§ Goal
Retype every entry exactly, character for character.

§ Available records
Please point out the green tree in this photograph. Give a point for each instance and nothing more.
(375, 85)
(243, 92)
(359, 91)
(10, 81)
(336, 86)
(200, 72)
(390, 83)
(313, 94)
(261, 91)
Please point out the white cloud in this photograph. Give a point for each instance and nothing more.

§ Solution to this exercise
Please point out the green tree in this photograph. Give a point for each instance and nothing more.
(375, 85)
(243, 92)
(359, 91)
(10, 81)
(336, 86)
(200, 72)
(390, 83)
(313, 94)
(261, 91)
Please point out the white cloud in this photograph. Give a point for each instance and nothing more.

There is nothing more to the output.